**Task goal**
Find "Study the photograph above. For every instance of the curved" in the data below; transcribe the line it appears on and each line after it, exactly, to the end, and nothing else.

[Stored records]

%%

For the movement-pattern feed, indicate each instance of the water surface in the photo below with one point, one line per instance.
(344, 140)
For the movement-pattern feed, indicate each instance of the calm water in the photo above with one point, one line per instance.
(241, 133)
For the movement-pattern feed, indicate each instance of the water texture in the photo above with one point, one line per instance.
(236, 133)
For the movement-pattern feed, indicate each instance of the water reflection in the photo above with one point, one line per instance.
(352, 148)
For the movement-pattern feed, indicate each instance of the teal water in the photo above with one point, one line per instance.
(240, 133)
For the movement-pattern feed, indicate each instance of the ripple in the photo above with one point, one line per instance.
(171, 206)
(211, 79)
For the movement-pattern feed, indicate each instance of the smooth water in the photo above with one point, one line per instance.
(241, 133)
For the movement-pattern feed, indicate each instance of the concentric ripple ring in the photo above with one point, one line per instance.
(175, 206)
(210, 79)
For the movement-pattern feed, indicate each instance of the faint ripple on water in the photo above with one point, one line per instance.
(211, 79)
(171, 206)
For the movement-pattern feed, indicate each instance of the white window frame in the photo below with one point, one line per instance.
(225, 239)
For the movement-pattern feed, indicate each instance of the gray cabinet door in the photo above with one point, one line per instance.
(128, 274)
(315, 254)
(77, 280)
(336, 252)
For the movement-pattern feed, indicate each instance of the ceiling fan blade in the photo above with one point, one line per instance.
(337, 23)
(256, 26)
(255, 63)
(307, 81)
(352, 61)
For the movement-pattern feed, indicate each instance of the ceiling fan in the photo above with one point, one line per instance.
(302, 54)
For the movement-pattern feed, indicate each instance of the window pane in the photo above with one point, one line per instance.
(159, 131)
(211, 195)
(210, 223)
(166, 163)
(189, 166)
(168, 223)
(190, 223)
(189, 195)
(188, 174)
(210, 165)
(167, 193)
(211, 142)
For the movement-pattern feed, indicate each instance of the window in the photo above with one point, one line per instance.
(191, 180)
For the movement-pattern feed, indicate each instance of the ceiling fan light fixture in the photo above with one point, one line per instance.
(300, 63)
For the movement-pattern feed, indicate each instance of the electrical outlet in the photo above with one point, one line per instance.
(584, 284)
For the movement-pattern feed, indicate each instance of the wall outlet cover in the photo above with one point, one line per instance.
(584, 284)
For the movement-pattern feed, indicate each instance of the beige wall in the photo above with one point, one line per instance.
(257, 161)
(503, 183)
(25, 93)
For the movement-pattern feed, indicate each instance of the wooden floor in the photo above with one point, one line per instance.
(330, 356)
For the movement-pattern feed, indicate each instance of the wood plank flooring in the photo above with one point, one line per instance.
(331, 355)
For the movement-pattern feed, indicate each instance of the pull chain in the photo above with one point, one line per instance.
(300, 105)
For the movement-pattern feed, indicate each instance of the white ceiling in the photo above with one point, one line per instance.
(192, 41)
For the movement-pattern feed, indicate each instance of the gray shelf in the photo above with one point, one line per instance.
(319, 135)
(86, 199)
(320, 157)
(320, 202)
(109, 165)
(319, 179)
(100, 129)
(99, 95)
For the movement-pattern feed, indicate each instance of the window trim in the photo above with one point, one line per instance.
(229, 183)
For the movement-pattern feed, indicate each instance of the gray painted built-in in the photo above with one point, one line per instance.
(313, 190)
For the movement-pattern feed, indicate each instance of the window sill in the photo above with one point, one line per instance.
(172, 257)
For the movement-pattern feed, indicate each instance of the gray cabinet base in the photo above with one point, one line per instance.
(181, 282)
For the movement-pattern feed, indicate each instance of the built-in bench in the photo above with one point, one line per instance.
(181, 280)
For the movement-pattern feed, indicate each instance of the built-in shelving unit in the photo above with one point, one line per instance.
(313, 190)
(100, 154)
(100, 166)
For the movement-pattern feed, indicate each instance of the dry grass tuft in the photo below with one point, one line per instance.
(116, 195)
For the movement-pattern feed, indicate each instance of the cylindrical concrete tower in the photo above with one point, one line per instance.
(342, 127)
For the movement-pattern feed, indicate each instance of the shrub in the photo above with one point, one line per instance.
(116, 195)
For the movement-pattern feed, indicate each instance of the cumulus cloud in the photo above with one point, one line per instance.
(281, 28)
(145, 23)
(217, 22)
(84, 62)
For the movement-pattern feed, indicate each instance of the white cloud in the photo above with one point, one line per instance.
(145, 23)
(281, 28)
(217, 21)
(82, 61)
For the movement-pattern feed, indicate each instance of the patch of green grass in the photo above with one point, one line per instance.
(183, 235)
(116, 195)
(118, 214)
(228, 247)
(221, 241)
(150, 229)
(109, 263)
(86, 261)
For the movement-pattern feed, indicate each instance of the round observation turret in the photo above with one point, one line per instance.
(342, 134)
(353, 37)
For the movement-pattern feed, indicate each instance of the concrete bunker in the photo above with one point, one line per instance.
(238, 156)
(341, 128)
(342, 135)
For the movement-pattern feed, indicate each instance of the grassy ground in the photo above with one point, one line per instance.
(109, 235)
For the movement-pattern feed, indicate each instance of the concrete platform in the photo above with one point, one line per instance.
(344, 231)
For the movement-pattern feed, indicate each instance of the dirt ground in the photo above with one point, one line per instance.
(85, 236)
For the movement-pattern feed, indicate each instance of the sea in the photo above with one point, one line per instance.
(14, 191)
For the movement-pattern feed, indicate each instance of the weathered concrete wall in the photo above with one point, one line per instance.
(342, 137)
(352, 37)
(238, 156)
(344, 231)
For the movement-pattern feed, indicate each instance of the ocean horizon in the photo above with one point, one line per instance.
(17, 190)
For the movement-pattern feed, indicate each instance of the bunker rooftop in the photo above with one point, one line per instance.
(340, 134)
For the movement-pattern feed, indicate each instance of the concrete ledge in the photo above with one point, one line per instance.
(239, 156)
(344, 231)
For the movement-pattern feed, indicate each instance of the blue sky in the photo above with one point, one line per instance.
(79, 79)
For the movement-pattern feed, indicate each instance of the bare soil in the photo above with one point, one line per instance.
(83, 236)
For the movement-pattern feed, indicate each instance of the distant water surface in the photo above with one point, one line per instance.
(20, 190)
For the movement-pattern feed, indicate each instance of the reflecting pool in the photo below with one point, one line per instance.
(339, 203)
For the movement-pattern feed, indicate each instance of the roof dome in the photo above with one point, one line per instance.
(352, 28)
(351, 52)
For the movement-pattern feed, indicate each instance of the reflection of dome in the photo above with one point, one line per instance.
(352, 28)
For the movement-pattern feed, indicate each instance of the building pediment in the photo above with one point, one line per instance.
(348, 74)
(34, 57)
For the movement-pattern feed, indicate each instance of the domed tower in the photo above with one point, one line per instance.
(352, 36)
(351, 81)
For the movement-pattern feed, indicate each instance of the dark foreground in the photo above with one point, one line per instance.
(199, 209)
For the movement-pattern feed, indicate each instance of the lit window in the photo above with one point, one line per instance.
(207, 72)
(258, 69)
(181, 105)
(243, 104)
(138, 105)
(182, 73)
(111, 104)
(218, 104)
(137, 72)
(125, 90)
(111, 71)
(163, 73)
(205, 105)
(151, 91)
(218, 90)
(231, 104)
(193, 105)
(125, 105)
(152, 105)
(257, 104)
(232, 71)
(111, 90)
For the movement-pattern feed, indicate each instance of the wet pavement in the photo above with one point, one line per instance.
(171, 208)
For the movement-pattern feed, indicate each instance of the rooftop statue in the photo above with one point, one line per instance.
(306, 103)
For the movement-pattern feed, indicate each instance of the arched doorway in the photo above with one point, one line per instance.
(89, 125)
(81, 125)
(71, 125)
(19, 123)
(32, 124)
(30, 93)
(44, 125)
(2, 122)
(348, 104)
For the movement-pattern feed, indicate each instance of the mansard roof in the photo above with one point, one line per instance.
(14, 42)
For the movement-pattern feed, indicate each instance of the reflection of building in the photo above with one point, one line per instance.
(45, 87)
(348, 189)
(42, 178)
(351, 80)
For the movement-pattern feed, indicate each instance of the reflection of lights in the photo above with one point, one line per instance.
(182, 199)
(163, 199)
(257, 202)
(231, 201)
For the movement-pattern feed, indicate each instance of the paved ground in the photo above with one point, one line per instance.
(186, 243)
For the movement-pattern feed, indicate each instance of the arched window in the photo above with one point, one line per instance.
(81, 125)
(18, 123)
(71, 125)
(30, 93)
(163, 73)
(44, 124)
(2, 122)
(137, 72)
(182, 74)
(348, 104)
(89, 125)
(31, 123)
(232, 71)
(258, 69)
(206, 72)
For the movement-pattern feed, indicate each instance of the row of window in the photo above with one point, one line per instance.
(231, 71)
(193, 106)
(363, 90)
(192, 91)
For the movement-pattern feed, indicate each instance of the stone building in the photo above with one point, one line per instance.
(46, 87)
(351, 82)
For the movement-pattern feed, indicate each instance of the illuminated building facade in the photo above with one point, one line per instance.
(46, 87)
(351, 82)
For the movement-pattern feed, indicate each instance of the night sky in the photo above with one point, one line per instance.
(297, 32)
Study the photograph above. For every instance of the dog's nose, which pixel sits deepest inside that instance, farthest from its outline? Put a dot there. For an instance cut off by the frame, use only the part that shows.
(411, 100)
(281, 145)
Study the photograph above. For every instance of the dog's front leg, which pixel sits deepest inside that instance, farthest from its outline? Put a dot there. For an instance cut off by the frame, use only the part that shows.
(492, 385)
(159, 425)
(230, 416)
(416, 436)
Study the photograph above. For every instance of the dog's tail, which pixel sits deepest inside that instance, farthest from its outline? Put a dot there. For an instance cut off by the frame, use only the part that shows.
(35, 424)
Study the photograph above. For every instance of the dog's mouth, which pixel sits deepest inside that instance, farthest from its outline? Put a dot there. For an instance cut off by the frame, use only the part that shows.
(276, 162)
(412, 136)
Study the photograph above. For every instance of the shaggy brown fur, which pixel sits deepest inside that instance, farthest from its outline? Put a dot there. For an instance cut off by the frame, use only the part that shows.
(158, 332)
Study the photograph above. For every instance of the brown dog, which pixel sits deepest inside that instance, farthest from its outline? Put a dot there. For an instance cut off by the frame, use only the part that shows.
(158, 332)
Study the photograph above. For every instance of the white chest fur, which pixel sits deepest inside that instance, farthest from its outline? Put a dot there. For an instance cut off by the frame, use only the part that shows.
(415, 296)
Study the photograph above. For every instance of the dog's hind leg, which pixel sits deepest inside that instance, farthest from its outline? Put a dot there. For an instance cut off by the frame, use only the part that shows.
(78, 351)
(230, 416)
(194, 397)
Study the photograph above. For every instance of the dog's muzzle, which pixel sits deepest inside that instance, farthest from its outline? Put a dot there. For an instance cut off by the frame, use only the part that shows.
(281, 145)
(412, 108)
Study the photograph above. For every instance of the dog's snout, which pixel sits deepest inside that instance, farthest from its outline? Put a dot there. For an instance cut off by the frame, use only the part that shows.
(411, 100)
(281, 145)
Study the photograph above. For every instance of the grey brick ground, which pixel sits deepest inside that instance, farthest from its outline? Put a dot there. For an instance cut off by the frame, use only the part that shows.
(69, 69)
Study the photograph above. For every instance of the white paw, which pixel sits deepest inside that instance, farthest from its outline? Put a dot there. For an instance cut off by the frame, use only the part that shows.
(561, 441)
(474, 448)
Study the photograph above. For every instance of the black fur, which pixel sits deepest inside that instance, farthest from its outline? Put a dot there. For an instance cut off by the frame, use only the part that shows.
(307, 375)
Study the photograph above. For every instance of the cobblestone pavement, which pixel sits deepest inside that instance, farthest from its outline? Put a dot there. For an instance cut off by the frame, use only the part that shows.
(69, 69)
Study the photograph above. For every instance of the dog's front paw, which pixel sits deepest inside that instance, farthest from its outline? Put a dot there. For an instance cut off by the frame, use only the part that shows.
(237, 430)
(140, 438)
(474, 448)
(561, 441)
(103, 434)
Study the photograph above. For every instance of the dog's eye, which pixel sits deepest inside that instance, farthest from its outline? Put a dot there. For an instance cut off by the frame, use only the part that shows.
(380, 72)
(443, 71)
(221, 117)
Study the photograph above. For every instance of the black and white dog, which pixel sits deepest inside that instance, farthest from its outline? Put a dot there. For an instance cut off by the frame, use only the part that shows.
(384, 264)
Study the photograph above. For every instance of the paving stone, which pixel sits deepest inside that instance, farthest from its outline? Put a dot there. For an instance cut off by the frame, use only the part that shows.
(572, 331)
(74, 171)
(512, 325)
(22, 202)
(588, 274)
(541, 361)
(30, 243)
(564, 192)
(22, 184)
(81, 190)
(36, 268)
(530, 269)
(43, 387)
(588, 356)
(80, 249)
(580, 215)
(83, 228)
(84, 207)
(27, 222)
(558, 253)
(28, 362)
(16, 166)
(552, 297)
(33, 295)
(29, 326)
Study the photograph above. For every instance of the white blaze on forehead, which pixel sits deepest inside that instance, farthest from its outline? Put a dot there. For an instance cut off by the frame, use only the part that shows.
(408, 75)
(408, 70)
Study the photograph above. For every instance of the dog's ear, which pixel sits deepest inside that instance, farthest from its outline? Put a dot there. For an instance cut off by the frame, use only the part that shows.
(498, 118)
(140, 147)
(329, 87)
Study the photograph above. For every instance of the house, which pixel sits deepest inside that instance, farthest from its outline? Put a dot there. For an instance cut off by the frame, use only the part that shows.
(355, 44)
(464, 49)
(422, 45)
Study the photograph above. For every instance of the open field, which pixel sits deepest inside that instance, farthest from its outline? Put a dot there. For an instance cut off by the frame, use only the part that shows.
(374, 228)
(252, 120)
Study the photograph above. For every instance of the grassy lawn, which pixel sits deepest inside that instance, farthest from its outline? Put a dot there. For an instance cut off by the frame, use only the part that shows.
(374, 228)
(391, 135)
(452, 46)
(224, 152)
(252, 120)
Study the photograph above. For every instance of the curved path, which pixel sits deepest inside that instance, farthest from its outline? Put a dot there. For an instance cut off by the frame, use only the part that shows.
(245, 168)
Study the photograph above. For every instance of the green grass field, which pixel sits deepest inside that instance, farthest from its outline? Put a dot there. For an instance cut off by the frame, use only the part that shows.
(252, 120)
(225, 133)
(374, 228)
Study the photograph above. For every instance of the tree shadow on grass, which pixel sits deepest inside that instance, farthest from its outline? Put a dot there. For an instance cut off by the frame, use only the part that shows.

%%

**Task answer**
Study the photograph above. For every instance of the curved path, which pixel sits deepest inside that instance, farthest from its outline? Put a dot there. For an instance cut off by the frame, use only the part that shows.
(245, 168)
Study the photograph above. For every instance of the green grass field, which pixel sits deepest inside that instance, farthest from its outline? Put a dot there. For an instance cut off by the frame, use only the part that shows.
(252, 120)
(225, 133)
(374, 228)
Study the photograph above. For every instance of the tree shadow on grass, which pixel sits deepest inside that instance, farthest from its outline? Put a dot there. For an instance cut off by the frame, use only the part that shows.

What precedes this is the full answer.